Copy out only the span from the line with "For each instance of the paved" to the end of the data, both ends kept, word for word.

-- Start Entries --

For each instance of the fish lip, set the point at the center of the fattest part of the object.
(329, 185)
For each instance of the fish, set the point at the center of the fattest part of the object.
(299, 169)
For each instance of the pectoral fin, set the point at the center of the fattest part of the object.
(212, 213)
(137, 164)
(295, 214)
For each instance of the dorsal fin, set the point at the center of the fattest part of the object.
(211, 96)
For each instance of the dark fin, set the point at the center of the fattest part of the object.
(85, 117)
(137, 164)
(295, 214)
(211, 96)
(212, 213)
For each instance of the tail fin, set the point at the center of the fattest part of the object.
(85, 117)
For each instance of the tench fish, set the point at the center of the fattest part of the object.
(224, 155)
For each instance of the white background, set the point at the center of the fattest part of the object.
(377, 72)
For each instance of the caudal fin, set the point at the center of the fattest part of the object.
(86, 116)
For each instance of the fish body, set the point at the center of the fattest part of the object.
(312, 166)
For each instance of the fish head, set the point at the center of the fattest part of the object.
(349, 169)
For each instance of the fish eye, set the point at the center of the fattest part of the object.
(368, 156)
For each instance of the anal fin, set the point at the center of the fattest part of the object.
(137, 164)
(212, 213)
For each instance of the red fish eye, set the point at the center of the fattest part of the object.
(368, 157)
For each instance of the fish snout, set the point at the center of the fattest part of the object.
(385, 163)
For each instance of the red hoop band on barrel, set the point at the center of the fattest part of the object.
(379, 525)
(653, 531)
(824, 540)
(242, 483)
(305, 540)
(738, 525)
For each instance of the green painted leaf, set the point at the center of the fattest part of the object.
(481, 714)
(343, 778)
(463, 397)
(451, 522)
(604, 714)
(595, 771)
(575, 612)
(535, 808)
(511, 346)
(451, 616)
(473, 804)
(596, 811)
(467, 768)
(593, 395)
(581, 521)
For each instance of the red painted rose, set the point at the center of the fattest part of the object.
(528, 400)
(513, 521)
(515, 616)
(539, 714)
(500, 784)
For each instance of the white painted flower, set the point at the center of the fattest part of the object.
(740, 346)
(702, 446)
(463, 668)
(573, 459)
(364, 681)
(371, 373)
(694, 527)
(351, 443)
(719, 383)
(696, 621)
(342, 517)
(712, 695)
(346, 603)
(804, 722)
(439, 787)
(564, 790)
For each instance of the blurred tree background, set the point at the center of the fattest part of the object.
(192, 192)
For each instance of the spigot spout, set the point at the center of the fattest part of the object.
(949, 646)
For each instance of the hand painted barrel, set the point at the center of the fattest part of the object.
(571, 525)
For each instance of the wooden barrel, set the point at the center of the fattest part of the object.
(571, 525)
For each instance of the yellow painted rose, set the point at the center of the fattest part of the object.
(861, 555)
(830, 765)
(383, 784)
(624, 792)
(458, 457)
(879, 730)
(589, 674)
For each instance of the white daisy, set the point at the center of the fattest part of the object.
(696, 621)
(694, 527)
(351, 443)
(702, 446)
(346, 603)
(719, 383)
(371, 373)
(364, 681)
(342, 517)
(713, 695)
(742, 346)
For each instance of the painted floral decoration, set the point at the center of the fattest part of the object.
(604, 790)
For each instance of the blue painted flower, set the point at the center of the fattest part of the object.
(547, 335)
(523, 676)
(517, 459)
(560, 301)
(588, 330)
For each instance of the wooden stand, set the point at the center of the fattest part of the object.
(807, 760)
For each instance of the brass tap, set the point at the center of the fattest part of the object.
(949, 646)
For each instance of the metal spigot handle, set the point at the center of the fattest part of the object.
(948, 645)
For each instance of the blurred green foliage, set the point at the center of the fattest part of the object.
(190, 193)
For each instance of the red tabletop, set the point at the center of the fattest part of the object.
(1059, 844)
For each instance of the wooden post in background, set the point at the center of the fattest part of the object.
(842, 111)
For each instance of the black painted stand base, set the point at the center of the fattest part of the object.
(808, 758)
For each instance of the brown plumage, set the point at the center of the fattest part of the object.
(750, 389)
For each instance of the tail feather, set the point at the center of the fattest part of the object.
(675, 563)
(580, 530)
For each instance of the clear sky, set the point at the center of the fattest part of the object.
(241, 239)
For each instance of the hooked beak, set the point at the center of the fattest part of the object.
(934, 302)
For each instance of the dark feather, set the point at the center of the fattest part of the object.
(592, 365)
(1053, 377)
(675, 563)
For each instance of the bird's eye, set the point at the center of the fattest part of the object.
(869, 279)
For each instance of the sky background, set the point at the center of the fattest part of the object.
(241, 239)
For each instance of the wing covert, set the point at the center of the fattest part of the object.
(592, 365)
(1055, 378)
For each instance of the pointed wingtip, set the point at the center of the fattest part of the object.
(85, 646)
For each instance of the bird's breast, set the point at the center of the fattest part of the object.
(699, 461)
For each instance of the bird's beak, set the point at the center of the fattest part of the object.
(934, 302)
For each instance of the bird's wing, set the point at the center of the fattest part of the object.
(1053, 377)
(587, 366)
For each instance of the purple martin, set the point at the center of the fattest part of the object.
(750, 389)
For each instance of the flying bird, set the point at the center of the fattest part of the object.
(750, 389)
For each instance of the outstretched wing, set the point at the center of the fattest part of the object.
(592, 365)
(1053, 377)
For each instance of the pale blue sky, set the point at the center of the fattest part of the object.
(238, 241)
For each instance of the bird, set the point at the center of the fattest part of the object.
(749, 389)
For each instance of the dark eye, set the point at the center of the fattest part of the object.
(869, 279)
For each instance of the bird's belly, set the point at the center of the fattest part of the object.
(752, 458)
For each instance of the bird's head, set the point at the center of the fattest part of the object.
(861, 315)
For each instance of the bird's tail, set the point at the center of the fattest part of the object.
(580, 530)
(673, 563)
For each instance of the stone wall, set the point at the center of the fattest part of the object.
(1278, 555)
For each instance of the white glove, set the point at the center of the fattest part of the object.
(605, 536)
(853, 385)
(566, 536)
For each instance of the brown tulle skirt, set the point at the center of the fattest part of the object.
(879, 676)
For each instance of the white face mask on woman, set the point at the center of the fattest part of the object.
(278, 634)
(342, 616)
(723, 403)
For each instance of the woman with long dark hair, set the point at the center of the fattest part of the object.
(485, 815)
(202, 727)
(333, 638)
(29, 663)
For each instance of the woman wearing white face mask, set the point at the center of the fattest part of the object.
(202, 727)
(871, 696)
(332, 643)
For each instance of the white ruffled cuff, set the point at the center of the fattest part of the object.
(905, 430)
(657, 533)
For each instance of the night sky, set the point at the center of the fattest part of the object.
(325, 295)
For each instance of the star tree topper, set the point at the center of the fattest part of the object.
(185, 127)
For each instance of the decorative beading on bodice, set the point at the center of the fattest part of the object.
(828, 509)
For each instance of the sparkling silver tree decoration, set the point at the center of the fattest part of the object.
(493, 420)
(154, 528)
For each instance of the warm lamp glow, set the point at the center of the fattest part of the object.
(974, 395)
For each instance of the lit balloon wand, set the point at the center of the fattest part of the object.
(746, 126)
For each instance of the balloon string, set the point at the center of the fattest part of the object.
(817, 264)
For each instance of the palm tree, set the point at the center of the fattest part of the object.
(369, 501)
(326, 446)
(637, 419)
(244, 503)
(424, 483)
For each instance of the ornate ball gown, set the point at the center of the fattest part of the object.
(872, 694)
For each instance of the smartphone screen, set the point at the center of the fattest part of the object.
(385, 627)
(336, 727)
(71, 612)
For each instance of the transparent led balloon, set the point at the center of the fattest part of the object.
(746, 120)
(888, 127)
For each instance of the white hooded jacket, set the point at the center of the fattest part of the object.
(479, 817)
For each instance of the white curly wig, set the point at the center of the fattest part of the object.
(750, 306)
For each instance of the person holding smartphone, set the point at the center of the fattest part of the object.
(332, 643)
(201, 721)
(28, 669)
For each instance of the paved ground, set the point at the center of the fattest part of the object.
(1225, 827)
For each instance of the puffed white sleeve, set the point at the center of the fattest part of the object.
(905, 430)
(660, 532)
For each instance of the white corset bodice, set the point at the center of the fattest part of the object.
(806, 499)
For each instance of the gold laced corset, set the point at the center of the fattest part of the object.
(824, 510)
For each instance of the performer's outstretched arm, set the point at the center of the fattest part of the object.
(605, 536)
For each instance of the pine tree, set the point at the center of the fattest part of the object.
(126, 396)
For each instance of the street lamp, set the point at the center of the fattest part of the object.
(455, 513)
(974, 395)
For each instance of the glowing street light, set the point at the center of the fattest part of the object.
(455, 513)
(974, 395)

-- End Entries --

== Expected answer ==
For each instance of the paved ground, set the point at the center of the fattest part of the object.
(1225, 827)
For each instance of the puffed white sleeve, set the point at the center of the fattest part of the object.
(905, 430)
(660, 532)
For each instance of the white corset bodice, set the point at the center of the fattest part of the object.
(806, 499)
For each instance of the gold laced corset, set the point at the center of the fattest part of the object.
(824, 510)
For each instance of the performer's outstretched arm, set the point at the center of the fattest part of the object.
(605, 536)
For each instance of the pine tree, set the point at the center of the fattest part of the object.
(126, 396)
For each instance of the street lamp, set the point at the center of the fattest part of the object.
(455, 513)
(974, 395)
For each instance of the glowing street light, set the point at the center of the fattest part of the object.
(455, 513)
(974, 395)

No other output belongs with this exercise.